### PROBLEM TO WORK ON
Of the entries below, return only those lines from the line with "of the blue" to the line with "Query: steep cliff face", exactly, both included.

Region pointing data
▼
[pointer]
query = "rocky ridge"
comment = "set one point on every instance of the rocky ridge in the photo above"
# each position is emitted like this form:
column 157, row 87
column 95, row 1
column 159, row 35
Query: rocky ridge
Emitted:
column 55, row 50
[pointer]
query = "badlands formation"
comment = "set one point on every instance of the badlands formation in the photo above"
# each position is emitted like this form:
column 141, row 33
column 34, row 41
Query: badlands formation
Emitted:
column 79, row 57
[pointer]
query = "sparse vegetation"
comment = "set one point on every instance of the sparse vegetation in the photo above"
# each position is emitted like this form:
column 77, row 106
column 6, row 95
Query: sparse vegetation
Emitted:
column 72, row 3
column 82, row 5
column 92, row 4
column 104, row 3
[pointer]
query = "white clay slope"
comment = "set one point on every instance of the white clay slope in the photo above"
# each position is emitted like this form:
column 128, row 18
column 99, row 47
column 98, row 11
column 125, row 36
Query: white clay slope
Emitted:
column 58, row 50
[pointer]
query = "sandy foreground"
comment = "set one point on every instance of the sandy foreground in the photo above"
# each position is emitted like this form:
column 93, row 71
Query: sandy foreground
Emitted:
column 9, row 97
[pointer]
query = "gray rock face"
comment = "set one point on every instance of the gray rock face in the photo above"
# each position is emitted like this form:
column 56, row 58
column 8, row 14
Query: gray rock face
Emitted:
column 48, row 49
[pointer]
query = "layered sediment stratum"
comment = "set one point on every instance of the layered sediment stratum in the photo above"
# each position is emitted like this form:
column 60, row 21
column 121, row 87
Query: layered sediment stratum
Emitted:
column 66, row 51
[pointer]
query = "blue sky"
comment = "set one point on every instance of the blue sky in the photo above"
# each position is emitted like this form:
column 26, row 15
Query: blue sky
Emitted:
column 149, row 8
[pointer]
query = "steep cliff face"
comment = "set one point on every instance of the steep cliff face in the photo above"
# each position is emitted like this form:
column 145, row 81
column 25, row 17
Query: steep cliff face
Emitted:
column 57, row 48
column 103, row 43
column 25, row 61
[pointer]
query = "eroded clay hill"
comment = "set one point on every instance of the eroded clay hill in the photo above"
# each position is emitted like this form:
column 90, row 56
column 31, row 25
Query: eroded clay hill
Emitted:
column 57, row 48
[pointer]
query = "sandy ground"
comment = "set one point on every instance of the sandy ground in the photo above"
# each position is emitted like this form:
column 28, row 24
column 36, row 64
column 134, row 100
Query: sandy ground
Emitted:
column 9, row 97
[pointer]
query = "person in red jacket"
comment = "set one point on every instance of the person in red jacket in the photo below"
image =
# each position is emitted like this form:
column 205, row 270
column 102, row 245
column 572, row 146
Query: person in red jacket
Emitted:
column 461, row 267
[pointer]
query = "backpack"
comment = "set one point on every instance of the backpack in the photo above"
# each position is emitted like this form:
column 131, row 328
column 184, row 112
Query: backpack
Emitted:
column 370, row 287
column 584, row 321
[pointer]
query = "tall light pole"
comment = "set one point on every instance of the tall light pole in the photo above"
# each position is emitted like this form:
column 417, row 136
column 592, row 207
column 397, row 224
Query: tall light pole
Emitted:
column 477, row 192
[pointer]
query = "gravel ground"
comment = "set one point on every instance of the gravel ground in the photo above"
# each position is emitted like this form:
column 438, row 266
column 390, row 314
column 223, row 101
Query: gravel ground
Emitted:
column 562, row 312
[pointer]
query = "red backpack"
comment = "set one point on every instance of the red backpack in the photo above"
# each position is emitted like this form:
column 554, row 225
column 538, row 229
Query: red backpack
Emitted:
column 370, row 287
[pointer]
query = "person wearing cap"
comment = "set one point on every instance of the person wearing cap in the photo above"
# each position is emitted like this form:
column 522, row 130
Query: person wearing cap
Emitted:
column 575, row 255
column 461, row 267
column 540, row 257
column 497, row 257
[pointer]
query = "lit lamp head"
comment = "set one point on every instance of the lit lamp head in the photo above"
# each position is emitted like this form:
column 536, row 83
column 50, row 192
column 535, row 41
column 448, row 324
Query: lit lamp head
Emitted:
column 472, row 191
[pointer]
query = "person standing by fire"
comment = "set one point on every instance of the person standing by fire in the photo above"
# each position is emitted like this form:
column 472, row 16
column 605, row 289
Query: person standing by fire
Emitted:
▲
### RESULT OF THIS TASK
comment = "set one point on every instance of the blue sky in the photo above"
# each position is emitted like this form:
column 26, row 15
Query: blue sky
Emitted:
column 149, row 8
[pointer]
query = "steep cliff face"
comment = "set one point on every instance of the steep cliff face in the photo above"
# each position is emitted like this form:
column 145, row 81
column 25, row 17
Query: steep cliff face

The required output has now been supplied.